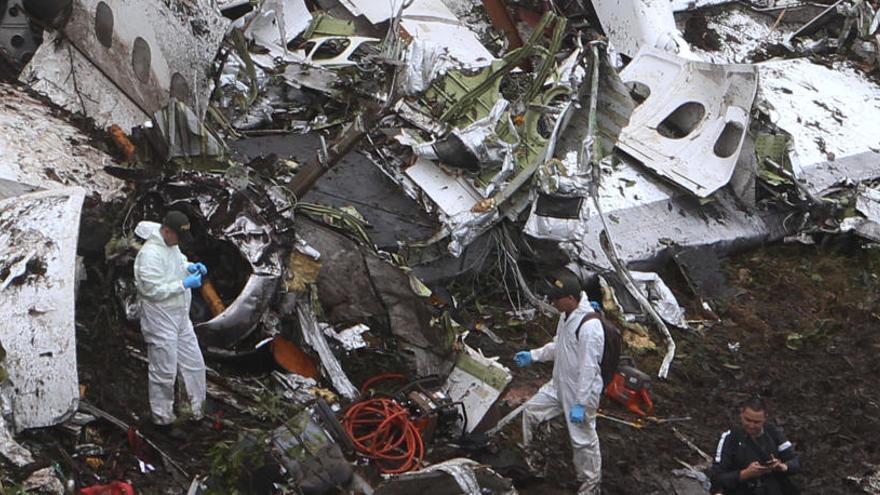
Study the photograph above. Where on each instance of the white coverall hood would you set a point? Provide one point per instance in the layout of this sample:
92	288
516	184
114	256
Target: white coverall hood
577	380
172	345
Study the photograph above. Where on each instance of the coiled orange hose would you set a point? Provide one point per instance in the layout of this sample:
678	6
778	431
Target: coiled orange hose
381	429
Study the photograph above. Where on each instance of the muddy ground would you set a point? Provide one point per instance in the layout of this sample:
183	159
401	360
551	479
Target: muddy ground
807	324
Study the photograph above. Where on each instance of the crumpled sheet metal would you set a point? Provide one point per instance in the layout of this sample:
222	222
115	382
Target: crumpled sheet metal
660	297
565	171
38	148
691	127
314	337
55	66
239	320
649	220
376	293
148	50
477	382
827	111
429	21
641	24
37	305
184	135
424	63
278	22
468	477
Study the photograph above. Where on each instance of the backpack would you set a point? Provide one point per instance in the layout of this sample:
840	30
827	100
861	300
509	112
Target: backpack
613	345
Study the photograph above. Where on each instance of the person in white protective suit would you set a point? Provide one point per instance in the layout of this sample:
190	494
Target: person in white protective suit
164	279
576	386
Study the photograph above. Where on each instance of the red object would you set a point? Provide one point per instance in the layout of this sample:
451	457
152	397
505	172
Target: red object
114	488
381	429
630	398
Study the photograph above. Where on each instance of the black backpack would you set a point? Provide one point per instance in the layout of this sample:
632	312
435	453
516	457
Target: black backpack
613	345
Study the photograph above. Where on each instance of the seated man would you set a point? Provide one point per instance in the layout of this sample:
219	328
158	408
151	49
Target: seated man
754	458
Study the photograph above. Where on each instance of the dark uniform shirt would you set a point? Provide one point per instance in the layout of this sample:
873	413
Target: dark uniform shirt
736	450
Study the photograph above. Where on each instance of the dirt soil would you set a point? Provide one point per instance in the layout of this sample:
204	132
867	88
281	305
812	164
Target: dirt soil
806	321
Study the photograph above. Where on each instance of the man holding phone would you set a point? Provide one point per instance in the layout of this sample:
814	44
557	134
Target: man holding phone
754	458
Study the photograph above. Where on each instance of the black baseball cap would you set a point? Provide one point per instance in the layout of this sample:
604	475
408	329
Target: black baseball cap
178	222
559	283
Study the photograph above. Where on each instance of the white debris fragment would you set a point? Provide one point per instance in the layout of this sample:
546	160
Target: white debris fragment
660	297
351	338
40	149
278	22
477	382
42	227
831	112
431	22
740	32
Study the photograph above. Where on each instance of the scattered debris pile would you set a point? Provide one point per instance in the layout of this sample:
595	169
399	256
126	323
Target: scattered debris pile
357	173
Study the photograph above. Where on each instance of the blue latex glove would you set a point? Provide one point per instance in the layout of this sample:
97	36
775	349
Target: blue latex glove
523	358
197	268
577	414
194	281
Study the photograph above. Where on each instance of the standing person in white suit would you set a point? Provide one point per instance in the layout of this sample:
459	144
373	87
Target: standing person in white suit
576	386
164	279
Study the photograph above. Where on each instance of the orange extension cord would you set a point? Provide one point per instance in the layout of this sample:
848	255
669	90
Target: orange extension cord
381	430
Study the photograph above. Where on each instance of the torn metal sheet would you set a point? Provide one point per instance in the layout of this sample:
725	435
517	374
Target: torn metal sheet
429	21
701	269
311	457
350	338
377	293
690	128
660	296
19	34
453	194
825	109
737	33
649	220
477	382
460	476
342	50
277	23
54	68
640	24
147	50
314	337
183	134
37	305
239	320
40	149
425	62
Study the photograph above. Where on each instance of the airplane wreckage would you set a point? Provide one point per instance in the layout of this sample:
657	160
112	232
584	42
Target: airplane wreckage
343	161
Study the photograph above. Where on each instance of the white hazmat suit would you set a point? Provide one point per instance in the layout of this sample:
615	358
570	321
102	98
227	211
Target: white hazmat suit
172	345
577	379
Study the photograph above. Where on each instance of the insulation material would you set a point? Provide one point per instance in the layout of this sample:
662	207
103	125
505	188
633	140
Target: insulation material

EXERCISE REQUIREMENTS
Note each line of the entries that has "insulation" in it, and copy those lines.

EXERCISE ANSWER
Study the photograph above. Where on each instance of the insulation material would you set a point? Provide one point per instance in the layout of this sample:
Target: insulation material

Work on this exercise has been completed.